PROBLEM STATEMENT
The response must be made up of the lines in the entries below that contain "tree".

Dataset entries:
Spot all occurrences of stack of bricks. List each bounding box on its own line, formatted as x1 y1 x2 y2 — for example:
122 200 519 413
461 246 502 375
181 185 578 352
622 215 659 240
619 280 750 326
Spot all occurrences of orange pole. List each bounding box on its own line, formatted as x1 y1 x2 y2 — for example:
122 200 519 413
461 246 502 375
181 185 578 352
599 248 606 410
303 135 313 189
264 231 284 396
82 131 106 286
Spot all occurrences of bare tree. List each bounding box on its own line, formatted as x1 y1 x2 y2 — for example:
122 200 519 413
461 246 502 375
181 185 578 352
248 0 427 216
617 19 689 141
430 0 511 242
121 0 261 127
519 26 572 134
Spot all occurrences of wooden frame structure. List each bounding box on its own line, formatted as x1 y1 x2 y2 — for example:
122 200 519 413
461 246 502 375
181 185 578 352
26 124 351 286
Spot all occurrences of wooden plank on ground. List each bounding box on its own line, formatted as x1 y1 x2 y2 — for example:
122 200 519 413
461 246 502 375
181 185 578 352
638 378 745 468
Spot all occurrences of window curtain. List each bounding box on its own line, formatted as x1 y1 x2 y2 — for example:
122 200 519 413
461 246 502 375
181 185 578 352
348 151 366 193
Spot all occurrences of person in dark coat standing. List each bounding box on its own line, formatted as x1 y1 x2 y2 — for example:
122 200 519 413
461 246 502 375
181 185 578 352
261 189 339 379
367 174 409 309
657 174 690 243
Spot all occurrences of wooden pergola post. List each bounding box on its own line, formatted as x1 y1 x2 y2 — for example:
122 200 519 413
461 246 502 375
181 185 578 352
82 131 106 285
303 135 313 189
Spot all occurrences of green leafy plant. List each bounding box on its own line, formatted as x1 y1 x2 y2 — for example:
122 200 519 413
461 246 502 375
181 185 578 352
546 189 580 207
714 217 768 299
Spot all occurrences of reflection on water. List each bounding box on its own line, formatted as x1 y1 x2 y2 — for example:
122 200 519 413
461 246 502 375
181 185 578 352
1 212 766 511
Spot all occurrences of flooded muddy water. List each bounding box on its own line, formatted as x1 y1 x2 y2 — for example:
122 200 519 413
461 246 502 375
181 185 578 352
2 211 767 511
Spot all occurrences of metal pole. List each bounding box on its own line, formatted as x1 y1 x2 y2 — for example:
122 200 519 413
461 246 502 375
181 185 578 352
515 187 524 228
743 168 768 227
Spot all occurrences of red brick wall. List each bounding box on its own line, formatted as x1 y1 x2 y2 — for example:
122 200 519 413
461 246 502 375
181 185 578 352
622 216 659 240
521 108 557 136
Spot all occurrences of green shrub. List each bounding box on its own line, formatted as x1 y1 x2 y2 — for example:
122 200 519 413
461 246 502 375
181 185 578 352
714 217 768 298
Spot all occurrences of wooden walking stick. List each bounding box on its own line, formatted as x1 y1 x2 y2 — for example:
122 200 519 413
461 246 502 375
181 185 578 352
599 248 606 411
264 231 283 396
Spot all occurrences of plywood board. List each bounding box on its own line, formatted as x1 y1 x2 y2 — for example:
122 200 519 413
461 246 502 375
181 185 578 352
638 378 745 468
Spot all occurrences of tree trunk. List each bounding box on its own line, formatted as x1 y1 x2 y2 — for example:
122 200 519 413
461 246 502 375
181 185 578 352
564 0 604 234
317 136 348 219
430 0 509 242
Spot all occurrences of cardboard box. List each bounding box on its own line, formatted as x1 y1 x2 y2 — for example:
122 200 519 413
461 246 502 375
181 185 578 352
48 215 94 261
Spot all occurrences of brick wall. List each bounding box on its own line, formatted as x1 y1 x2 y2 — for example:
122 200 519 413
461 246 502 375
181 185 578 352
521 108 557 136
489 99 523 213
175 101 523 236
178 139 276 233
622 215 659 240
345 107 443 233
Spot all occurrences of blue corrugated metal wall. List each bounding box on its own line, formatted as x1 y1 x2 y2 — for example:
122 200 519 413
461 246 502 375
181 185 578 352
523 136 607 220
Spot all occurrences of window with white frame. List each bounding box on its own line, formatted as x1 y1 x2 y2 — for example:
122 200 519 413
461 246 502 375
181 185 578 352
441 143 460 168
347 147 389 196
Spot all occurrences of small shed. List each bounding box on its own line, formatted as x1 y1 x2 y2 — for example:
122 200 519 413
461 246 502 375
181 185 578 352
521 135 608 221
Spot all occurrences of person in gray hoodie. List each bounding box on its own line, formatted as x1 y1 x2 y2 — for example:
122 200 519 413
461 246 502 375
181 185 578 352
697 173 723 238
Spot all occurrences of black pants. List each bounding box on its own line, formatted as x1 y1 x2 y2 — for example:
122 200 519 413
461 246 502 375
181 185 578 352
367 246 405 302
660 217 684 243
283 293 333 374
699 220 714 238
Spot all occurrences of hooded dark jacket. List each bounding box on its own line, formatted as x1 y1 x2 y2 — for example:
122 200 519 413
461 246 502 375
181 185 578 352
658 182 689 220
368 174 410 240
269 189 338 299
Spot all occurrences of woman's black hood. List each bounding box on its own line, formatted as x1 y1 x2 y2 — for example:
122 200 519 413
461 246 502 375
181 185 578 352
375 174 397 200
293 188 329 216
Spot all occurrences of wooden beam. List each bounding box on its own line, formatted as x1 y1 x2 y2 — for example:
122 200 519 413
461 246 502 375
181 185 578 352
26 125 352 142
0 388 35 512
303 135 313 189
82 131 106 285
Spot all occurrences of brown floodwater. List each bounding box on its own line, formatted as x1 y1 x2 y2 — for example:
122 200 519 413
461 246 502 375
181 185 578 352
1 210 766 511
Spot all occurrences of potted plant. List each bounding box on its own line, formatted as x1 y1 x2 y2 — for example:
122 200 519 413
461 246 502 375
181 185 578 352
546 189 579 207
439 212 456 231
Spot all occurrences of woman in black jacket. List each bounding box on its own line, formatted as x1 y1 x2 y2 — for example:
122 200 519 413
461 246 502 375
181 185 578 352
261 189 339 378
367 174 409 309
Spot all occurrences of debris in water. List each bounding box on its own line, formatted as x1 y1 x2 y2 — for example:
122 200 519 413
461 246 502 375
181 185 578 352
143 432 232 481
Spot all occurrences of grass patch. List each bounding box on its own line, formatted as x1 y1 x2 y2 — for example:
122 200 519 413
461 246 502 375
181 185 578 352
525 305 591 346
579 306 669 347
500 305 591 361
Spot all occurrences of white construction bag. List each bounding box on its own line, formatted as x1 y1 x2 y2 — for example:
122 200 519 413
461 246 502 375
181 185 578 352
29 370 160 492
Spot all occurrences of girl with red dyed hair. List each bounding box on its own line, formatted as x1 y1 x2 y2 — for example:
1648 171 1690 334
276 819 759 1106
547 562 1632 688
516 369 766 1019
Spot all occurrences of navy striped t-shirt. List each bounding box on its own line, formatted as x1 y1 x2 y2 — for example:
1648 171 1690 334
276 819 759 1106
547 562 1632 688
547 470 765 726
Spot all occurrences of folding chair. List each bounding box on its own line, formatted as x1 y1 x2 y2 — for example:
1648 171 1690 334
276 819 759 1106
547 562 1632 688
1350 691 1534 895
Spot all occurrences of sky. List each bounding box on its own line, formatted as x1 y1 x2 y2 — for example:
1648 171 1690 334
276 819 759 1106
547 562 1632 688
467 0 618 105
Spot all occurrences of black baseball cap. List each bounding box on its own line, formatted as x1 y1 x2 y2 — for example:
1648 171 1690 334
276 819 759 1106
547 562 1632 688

ANSWER AREA
Spot all occurrences of bare tree. List each bounding box on its own line, formatted as x1 y1 x2 y2 — for example:
Spot all occurrences of tree trunk. List each bounding box on its own line, formatted as x1 y1 x2 y2 — for example:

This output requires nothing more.